# Task
Reproduce the data from its first line through the line containing "271L123 187L148 157L5", replacing "photo" with "image" and changing nothing else. Omit the pictures from your answer.

# Given records
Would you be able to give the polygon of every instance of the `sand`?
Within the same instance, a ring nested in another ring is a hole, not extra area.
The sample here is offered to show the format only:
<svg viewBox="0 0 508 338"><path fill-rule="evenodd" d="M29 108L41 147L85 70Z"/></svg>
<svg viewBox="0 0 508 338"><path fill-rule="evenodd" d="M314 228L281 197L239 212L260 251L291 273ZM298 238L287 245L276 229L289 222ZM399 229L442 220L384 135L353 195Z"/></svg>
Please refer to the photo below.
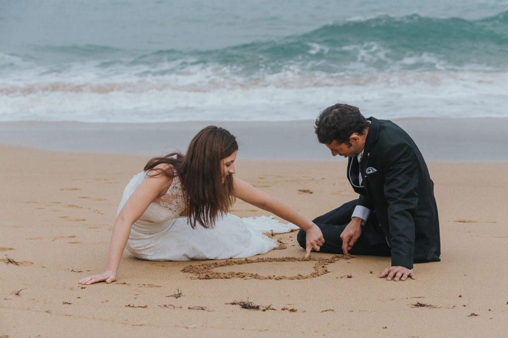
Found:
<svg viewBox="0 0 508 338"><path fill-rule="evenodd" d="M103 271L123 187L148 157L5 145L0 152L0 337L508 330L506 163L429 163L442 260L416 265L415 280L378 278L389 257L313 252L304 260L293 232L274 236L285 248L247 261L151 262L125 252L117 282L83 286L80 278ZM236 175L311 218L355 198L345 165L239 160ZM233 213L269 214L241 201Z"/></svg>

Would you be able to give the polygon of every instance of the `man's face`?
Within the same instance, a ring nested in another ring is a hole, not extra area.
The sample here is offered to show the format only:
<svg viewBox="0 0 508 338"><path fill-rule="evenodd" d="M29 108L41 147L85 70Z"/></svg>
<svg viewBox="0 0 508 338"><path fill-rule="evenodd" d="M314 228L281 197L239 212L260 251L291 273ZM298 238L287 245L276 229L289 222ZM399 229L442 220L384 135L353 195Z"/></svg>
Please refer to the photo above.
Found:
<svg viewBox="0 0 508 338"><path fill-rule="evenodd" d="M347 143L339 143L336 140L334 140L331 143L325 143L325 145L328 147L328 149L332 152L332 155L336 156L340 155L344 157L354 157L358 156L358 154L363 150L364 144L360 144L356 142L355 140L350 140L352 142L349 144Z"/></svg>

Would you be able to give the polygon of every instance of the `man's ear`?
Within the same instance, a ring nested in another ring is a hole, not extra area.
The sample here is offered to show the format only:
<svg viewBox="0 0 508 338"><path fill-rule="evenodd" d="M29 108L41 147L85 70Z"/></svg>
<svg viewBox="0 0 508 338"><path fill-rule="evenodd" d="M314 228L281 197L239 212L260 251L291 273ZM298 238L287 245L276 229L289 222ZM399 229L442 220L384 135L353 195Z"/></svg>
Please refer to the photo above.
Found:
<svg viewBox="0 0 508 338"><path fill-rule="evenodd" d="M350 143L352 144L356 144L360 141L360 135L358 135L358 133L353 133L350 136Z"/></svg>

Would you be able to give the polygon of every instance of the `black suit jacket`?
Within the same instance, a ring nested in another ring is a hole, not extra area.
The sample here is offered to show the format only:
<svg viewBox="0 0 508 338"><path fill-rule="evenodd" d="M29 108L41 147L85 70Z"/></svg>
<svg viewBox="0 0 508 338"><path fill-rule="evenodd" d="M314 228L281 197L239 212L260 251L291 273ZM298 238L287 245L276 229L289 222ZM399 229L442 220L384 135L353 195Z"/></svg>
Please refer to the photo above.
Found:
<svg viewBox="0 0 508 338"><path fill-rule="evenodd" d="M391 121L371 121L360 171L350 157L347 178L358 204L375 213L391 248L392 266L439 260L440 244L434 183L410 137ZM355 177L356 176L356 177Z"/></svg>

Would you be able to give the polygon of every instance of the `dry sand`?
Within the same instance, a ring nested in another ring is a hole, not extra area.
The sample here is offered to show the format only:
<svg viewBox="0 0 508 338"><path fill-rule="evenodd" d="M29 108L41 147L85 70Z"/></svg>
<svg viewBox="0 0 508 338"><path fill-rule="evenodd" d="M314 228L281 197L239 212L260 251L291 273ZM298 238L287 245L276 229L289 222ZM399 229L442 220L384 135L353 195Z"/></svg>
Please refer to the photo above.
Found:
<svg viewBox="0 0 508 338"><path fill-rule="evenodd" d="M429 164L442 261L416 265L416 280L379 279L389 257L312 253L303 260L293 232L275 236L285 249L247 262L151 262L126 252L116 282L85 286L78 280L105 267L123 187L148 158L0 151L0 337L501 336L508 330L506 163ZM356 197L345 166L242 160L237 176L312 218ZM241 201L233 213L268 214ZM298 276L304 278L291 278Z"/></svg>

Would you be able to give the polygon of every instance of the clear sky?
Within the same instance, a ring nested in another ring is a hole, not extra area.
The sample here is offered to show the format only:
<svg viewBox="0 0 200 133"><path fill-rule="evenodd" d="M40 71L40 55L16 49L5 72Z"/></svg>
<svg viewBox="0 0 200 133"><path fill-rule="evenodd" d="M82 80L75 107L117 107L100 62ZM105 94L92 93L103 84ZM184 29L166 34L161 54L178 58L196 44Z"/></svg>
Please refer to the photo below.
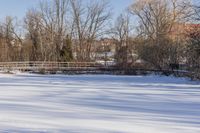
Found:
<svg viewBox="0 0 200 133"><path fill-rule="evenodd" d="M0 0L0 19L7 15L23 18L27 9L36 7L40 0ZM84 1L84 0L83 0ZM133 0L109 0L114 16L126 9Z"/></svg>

# Correct response
Would you be able to give the polygon of every instance of the `sand`?
Within the same instance, a ring nested in another ring is a hole, not extra area.
The sample here is offered to show the format only:
<svg viewBox="0 0 508 338"><path fill-rule="evenodd" d="M29 108L41 147L85 70Z"/></svg>
<svg viewBox="0 0 508 338"><path fill-rule="evenodd" d="M314 228L281 197L239 212L260 251L291 273ZM298 238L287 245L276 229L289 222ZM399 229L442 220L384 135L353 195Z"/></svg>
Please refer to the image below.
Found:
<svg viewBox="0 0 508 338"><path fill-rule="evenodd" d="M103 271L123 187L148 157L5 145L0 152L0 337L508 330L506 163L429 163L442 260L416 265L415 280L378 278L389 257L313 252L304 260L293 232L274 236L285 248L247 261L151 262L125 252L117 282L83 286L80 278ZM236 175L311 218L355 198L345 165L239 160ZM233 213L269 214L241 201Z"/></svg>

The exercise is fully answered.